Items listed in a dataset

☆ ☆ ☆ ☆

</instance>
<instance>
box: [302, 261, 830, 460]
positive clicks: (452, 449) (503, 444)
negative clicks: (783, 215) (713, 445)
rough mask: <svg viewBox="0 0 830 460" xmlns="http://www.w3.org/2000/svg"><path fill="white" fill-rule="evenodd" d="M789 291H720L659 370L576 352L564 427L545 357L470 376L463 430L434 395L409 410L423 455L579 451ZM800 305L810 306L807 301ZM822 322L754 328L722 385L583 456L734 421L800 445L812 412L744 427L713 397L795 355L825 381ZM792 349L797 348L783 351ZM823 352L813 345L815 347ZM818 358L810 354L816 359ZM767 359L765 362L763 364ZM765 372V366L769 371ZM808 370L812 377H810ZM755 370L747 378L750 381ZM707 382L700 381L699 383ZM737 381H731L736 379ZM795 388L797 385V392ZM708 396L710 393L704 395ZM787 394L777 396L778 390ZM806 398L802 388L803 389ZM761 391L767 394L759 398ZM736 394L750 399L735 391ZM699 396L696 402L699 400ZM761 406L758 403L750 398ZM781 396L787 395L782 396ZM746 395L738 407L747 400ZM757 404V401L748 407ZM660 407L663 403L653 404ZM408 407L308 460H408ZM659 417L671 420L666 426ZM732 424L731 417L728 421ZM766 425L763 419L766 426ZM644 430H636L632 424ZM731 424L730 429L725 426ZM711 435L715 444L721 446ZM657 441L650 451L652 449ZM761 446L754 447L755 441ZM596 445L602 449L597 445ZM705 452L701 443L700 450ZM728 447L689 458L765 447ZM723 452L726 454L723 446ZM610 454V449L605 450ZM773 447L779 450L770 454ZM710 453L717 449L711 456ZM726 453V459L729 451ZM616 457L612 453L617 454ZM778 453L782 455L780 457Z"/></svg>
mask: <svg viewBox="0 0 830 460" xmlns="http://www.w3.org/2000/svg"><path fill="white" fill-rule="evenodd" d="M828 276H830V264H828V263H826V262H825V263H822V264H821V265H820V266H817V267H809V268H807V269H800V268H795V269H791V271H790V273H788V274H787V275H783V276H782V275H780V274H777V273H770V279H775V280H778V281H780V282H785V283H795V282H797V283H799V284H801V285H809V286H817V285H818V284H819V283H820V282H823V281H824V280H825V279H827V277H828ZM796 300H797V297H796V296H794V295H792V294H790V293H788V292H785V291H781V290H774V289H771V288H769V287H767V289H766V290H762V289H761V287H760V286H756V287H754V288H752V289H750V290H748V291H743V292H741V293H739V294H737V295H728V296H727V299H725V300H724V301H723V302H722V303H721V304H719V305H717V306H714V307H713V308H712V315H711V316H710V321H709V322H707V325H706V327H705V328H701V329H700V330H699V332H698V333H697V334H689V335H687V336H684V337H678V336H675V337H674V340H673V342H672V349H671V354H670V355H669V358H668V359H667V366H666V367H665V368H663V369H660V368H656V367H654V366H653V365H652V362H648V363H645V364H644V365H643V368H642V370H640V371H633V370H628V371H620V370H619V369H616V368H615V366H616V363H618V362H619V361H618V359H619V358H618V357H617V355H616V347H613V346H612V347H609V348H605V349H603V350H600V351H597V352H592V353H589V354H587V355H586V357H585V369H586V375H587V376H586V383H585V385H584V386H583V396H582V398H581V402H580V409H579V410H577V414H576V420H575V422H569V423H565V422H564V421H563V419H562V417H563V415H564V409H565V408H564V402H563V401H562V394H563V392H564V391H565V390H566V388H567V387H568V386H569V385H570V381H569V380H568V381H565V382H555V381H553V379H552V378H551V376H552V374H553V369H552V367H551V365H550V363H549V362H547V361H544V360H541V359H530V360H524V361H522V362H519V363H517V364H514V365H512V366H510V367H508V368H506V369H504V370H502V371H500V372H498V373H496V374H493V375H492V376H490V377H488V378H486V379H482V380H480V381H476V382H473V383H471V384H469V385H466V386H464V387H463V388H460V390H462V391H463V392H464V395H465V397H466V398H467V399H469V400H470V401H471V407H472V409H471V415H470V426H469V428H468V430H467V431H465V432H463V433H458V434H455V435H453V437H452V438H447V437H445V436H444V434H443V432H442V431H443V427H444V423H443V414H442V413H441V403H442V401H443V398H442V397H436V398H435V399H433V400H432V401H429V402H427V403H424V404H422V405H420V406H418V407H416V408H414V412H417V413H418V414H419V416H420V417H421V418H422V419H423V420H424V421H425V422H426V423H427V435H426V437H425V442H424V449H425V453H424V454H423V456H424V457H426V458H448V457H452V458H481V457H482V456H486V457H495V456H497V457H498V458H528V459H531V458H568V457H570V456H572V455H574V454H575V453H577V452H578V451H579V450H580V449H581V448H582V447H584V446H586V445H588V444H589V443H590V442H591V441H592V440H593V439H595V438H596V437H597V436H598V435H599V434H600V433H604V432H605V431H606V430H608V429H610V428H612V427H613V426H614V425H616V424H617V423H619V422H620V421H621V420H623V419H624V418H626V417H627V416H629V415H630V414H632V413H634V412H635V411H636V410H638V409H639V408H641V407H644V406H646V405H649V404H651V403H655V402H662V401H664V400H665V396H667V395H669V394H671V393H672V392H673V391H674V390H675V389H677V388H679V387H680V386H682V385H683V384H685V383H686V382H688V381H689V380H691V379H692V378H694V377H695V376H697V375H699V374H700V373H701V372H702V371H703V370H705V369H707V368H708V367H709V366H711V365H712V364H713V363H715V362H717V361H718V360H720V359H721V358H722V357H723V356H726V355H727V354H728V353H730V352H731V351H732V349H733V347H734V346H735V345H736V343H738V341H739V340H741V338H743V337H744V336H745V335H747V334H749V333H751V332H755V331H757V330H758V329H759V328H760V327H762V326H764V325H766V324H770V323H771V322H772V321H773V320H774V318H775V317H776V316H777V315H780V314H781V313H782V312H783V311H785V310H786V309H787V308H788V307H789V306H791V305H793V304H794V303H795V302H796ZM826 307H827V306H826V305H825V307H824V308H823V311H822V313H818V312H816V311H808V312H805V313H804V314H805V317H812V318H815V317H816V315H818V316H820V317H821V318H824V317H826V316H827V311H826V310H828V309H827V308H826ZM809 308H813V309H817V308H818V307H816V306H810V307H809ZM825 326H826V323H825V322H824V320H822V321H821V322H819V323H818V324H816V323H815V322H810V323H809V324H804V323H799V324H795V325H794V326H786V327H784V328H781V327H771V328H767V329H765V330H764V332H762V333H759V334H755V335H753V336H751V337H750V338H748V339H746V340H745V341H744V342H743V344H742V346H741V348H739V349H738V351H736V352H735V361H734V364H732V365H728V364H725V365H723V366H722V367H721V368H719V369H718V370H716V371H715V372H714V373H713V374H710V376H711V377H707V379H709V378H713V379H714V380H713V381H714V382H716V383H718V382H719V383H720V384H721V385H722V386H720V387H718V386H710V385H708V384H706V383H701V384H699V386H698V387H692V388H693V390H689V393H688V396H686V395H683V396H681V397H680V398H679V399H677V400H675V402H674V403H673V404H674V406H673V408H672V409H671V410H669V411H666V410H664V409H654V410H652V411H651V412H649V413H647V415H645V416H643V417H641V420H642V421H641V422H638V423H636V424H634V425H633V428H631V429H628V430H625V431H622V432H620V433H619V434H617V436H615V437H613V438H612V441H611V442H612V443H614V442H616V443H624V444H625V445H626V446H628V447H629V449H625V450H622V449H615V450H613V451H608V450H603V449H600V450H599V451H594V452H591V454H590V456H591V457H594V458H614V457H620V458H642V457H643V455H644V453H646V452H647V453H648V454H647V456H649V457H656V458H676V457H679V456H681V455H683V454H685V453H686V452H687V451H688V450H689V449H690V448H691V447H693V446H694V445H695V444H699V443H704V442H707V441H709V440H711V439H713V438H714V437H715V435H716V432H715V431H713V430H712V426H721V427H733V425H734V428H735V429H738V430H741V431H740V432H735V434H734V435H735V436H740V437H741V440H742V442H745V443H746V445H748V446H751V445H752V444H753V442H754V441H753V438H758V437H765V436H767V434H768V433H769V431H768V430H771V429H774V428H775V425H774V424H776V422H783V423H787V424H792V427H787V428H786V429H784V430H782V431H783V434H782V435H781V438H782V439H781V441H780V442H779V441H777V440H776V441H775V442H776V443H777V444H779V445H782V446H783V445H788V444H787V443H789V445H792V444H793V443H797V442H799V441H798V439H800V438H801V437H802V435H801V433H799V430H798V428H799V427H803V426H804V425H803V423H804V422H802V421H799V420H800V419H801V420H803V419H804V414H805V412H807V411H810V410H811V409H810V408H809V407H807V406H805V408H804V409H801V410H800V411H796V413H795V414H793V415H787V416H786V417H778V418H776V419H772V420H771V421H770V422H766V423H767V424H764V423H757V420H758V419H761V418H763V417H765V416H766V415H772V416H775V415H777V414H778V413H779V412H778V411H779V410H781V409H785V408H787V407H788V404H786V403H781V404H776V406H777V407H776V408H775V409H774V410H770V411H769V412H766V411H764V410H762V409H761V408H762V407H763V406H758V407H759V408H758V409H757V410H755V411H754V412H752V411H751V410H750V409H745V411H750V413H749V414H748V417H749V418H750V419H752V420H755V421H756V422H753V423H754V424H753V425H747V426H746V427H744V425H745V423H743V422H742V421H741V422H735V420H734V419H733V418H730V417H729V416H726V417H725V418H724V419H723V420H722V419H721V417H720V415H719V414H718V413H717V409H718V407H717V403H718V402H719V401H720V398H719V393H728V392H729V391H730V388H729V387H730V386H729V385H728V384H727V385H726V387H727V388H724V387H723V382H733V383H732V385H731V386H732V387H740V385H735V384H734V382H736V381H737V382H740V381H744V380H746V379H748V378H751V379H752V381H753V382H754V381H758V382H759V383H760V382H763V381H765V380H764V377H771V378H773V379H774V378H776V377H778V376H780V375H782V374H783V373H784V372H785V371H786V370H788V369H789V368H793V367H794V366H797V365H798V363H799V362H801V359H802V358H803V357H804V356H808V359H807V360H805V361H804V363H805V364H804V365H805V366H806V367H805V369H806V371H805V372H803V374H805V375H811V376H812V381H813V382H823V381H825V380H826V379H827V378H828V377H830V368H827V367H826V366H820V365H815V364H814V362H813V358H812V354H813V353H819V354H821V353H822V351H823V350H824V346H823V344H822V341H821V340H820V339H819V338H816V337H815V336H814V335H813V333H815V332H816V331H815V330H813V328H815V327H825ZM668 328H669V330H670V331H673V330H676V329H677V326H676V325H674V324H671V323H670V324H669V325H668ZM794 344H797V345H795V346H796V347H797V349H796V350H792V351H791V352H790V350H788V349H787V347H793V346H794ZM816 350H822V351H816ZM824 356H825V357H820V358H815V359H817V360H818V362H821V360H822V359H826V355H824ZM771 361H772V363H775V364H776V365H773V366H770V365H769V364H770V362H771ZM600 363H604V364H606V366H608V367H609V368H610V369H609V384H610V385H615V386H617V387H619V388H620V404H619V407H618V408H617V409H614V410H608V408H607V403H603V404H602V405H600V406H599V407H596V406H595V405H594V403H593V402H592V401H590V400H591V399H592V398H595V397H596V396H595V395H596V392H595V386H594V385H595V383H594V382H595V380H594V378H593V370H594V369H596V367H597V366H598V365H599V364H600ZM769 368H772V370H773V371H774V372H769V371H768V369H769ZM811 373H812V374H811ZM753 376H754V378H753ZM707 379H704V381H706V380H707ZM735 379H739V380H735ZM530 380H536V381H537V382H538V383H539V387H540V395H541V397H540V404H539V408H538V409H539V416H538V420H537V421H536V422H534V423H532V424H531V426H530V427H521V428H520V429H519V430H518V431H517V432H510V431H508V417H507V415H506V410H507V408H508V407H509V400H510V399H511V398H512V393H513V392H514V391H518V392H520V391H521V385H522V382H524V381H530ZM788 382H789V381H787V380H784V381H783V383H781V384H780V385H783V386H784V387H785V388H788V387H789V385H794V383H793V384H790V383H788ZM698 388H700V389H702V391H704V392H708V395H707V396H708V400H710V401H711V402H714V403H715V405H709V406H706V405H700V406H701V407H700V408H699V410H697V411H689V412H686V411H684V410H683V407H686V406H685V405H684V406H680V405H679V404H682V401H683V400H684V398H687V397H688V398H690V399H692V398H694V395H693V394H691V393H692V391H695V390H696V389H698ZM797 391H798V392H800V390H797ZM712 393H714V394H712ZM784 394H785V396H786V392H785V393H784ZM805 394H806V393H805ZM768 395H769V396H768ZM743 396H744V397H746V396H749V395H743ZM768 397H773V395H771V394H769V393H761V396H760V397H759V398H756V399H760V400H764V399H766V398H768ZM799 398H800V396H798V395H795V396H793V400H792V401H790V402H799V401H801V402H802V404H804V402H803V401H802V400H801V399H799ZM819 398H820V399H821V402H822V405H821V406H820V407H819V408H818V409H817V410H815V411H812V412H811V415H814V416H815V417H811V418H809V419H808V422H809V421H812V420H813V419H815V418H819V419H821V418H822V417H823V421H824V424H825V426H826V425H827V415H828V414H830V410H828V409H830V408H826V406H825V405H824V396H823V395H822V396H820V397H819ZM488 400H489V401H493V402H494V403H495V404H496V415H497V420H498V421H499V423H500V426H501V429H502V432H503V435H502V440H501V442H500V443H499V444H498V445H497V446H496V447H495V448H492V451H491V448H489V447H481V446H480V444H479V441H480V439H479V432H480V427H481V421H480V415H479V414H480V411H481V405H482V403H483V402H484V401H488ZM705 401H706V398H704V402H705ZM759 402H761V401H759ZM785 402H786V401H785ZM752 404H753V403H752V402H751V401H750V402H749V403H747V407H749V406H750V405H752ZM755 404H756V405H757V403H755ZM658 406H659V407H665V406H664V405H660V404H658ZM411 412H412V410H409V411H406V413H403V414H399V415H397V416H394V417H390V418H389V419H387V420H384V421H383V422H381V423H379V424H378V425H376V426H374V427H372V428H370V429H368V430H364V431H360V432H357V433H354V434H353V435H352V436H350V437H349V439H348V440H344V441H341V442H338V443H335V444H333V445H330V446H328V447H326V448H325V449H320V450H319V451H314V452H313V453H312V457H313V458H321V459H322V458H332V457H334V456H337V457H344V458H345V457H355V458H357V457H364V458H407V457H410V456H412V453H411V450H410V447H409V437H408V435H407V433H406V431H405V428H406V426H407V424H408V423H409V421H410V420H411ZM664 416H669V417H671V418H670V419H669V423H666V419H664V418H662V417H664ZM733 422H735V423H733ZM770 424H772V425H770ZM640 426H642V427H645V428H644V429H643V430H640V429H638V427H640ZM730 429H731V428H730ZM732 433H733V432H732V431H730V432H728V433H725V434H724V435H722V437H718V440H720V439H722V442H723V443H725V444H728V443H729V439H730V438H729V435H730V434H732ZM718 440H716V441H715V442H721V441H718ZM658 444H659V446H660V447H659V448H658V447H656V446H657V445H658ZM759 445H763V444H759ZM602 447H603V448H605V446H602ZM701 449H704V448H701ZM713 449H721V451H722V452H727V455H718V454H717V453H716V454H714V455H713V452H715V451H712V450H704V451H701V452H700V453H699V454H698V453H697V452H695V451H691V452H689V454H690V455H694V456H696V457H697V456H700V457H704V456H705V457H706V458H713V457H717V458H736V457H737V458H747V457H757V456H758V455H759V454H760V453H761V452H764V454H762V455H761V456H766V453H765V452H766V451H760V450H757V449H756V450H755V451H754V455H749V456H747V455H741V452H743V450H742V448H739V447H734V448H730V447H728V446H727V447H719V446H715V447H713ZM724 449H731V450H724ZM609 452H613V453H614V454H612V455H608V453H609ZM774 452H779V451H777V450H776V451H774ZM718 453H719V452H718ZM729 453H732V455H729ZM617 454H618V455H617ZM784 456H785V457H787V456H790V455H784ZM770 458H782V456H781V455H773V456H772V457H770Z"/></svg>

☆ ☆ ☆ ☆

- [Task directions]: Return the opening line of the data and every line after it through the line containing "negative clicks: (783, 215) (713, 445)", please, exactly as written and with nothing added.

- [Answer to the exercise]:
</instance>
<instance>
box: [302, 261, 830, 460]
positive clicks: (452, 449) (503, 444)
negative clicks: (783, 215) (713, 445)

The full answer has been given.